- **Passage**
I don't hate Tom, I never could.  But the pain resonating in Maria's outburst -- that I understood better than I ever have before.

West Side Story is personal for me -- it's part of me.  Its existence in my life contributes to all that defines me as a human.  I love it with my whole heart, my whole mind, my whole being.  I'm still tingling from what I experienced last night and I will likely have more thoughts on the subject later.  But I couldn't wait to share with you what I had so far.

I'll leave you with the poem I wrote on May 2, 2006 about another mile-marker moment in my life facilitated by the magic of my favorite movie:


Menage a tois (a Boston poem)

I. We polished off sixteen ounces of So-Co
on a Tuesday night, savoring the last
few swallows around four a.m. We were watching
West Side Story and Tom cried
when Tony fell dead, when Maria stood up
for nonviolence. Whitney said she didn’t
like the movie. As always, I was somewhere
in the middle, content to hum and sing
about love and rumbles and all things passionate.

II. Tom colored the nails on his right hand
black with Whitney’s good Sharpie
and drew symbols of anarchy on his wrist.
While she was in the bathroom, he asked me
what else he should draw. I said a heart.
He put an arrow through it.

III. It was the nicest thing anyone had ever said
to me -- “You know, honestly, I have to say, any man
who has even had the chance to touch you
is the luckiest man...” Oh, that Tom,
who told me again that I should call
the lead singer in his band. I balked. Whitney sat
beside the bassist with her arms folded across her chest.




Originally written for the ABC's of 2016 on September 23, 2016 under the title "F is for Fragile."

- **Supplied material**
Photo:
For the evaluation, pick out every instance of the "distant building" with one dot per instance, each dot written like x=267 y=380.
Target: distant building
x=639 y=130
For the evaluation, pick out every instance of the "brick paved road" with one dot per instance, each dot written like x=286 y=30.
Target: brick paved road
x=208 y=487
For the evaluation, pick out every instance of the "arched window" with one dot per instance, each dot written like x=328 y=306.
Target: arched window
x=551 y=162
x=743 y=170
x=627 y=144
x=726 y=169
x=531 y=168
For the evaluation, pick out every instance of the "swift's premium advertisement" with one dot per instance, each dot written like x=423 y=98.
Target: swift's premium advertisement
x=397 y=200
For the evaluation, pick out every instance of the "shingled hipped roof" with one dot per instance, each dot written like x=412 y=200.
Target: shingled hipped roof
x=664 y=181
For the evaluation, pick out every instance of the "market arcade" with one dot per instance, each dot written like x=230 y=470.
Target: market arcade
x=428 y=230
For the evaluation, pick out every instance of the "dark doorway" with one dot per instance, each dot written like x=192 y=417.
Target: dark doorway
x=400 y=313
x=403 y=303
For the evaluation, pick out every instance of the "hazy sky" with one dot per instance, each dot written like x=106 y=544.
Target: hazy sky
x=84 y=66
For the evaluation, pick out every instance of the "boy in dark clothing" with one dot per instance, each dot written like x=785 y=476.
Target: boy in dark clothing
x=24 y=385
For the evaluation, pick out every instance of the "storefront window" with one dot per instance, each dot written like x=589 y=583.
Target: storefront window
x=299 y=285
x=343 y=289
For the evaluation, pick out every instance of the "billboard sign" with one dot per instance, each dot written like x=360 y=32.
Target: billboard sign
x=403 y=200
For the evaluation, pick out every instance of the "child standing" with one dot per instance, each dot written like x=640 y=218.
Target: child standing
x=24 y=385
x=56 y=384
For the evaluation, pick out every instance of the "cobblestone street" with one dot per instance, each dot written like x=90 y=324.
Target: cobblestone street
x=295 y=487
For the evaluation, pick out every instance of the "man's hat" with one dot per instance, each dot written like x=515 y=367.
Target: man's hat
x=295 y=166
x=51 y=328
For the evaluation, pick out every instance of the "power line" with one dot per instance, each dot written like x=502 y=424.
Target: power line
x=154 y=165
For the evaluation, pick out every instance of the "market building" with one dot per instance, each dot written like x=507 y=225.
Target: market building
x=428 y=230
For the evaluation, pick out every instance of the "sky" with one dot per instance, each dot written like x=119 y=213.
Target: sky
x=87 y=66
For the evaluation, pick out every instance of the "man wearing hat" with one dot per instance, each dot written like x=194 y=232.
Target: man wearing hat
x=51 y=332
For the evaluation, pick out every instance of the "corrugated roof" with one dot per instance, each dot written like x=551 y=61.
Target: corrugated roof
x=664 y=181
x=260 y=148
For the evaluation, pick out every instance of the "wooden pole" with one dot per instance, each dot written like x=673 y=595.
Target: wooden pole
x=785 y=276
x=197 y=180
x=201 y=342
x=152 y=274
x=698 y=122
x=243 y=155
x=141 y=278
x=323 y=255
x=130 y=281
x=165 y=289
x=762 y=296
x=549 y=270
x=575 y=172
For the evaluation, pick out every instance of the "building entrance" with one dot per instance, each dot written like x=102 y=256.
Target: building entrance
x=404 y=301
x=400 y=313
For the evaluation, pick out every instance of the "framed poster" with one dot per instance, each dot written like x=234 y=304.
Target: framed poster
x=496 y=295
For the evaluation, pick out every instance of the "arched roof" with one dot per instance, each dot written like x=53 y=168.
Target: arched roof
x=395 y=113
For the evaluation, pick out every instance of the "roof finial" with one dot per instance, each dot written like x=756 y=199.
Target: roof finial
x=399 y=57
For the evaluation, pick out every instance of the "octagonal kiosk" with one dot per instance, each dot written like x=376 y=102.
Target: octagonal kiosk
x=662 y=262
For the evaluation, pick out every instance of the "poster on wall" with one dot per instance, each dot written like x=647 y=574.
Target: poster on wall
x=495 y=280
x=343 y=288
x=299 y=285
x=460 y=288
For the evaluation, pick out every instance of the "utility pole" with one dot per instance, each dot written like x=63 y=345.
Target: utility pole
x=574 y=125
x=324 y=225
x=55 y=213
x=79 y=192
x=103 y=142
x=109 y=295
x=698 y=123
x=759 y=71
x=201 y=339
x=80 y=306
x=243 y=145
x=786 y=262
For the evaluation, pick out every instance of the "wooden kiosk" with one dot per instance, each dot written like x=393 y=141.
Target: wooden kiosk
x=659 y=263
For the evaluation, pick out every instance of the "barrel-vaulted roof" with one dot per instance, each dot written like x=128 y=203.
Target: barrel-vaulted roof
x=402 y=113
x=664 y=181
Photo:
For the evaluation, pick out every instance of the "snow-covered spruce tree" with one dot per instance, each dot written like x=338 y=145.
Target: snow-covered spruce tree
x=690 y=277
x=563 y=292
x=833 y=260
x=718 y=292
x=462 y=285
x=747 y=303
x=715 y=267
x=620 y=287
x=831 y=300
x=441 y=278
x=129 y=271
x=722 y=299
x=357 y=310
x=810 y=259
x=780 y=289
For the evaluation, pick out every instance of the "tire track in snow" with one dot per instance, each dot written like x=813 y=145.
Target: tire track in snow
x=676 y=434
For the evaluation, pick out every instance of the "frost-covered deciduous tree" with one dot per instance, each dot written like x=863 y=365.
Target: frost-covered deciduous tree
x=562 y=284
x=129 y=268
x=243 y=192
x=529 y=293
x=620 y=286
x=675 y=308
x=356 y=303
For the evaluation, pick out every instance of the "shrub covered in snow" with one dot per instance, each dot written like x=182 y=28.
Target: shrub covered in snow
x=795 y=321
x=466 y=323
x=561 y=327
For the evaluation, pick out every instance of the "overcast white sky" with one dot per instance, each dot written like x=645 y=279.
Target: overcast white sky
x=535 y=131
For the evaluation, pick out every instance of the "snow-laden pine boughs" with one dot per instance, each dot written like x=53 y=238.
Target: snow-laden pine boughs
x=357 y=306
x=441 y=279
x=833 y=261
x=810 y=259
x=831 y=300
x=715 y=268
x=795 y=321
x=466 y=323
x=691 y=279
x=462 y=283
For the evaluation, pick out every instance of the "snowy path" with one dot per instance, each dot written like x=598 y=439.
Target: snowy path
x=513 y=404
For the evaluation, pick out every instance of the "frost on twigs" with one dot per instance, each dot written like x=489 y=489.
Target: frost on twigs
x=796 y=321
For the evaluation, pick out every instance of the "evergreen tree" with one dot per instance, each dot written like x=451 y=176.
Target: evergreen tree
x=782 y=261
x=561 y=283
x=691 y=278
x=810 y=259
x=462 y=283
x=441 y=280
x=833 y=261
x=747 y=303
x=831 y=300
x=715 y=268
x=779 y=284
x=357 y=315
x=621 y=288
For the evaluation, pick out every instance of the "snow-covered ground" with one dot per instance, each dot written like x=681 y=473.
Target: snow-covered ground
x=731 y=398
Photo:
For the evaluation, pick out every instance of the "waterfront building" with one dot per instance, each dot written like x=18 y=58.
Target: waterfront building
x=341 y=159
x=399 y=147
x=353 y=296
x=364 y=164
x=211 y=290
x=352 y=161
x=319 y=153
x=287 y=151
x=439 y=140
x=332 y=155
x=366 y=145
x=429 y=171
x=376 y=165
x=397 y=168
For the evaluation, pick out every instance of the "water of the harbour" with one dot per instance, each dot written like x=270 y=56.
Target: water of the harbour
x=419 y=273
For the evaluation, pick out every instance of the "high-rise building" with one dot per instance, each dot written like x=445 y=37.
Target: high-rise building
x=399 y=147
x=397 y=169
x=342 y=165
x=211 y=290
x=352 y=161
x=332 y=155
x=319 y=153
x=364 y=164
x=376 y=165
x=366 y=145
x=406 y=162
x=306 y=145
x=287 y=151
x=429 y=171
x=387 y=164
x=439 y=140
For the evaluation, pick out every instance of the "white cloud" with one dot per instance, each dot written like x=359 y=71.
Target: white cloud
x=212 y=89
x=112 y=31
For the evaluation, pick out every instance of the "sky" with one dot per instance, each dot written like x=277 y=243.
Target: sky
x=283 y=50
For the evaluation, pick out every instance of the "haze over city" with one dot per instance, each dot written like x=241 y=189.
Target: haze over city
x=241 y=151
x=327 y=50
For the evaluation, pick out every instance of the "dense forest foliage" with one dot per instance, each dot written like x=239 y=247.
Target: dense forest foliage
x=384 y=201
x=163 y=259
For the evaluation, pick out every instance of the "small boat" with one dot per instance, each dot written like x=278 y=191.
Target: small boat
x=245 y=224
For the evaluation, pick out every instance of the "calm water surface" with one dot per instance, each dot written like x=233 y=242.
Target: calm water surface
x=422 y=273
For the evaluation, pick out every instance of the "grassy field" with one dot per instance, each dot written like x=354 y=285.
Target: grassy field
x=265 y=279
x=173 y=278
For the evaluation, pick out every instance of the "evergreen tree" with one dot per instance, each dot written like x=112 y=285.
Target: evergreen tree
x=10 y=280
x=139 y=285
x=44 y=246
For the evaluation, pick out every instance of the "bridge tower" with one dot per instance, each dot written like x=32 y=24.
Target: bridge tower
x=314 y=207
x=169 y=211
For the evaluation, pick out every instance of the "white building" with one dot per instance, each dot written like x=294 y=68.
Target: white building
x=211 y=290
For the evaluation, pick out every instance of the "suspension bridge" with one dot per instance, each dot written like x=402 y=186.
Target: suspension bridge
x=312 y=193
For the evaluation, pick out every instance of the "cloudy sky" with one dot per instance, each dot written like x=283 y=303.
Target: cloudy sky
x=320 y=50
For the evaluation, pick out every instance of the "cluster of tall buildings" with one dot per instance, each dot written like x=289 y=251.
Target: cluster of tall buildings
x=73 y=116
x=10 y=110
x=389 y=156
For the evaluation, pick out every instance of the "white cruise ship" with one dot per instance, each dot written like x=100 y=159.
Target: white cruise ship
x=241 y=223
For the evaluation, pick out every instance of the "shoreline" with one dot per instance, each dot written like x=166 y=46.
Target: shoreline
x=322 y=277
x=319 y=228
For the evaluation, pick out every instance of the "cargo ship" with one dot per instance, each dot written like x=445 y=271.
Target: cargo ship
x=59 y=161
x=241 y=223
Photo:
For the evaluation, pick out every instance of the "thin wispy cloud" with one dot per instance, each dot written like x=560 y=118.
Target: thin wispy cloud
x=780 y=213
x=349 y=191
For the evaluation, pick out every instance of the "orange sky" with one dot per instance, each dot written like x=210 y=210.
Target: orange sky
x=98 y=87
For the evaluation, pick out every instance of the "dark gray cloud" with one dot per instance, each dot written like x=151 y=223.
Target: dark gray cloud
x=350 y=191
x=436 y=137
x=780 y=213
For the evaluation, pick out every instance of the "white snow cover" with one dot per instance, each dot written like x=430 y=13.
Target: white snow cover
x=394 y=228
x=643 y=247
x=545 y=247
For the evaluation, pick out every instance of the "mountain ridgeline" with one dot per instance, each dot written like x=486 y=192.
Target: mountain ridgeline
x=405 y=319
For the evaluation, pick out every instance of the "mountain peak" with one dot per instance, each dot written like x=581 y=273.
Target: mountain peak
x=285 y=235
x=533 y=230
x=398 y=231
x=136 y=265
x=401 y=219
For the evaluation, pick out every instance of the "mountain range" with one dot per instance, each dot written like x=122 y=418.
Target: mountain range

- **What you will do**
A: Reproduce everything from "III. It was" down to "across her chest." in the West Side Story post, renaming "the bassist" to "the drummer".
B: According to the West Side Story post, on what date was the Boston poem written?

- **Task responses**
A:
III. It was the nicest thing anyone had ever said
to me -- “You know, honestly, I have to say, any man
who has even had the chance to touch you
is the luckiest man...” Oh, that Tom,
who told me again that I should call
the lead singer in his band. I balked. Whitney sat
beside the drummer with her arms folded across her chest.

B: May 2, 2006